MATERIAL SHOWN:

::::::

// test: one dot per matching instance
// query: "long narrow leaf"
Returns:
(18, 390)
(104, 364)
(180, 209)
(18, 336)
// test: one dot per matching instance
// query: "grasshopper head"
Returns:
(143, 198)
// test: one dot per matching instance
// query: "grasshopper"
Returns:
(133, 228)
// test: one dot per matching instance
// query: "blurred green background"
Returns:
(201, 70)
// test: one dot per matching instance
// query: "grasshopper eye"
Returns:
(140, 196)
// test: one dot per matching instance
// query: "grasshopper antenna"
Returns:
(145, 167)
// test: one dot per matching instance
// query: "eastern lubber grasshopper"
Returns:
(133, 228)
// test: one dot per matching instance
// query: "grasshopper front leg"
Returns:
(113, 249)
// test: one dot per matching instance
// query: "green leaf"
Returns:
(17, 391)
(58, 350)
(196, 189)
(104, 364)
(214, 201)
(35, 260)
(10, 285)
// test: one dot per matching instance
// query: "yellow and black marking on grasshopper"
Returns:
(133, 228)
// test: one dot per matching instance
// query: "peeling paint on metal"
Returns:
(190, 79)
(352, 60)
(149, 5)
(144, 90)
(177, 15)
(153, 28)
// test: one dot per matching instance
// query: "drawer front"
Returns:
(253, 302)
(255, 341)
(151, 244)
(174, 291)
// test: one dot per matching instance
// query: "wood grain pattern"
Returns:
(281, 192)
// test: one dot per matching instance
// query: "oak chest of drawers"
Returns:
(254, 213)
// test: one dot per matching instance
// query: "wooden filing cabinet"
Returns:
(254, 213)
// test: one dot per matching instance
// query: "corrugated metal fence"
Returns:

::::::

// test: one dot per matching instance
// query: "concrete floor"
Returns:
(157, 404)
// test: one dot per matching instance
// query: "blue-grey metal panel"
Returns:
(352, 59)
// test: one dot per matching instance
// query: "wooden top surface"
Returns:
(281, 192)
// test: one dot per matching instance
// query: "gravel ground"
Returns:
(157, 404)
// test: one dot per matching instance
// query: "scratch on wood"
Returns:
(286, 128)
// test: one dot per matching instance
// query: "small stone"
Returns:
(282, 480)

::::::

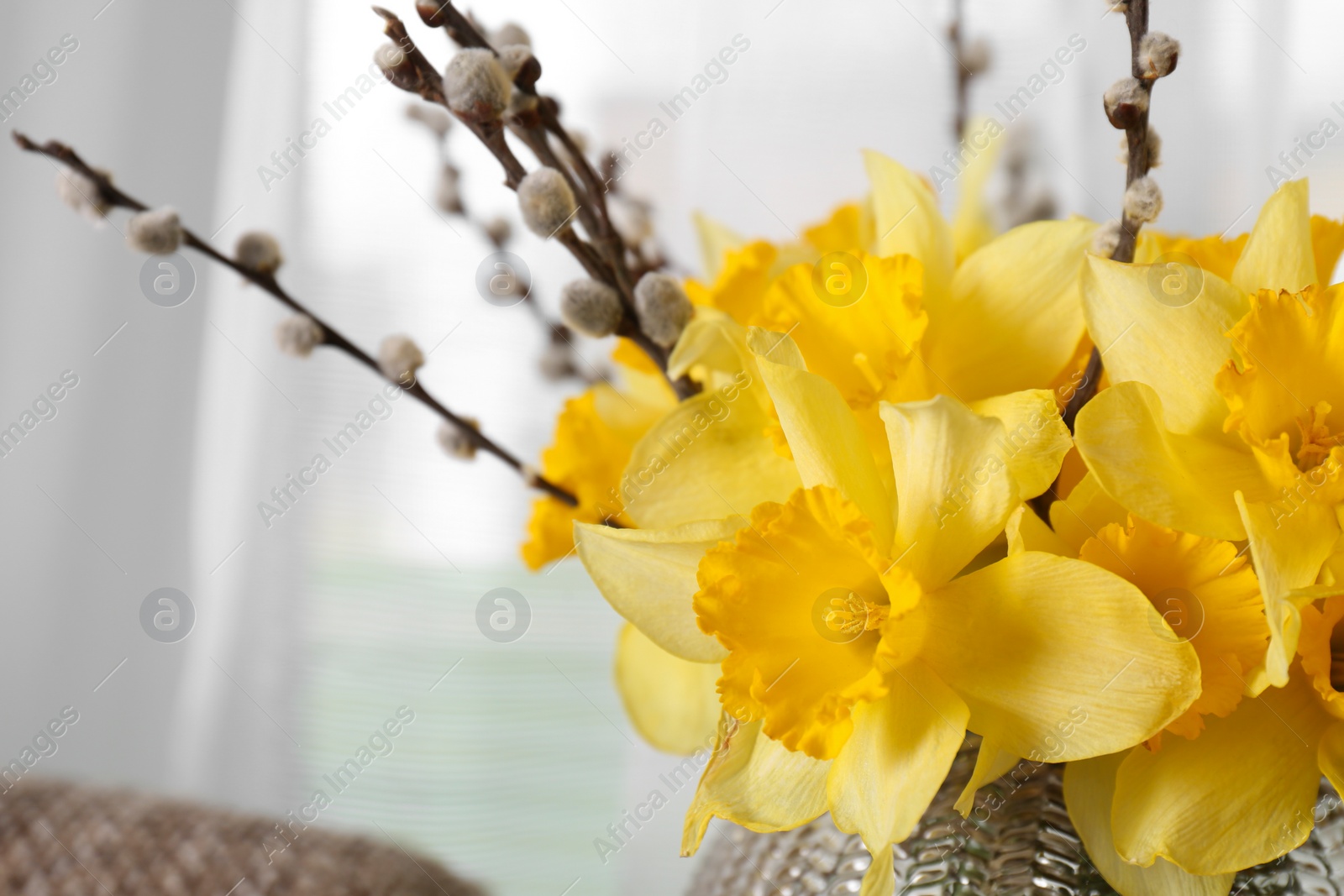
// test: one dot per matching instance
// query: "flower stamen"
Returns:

::::::

Please find every line in the listing that holds the string "leaf" and copy it.

ANSWER AREA:
// query: "long narrow leaf"
// query: "green leaf"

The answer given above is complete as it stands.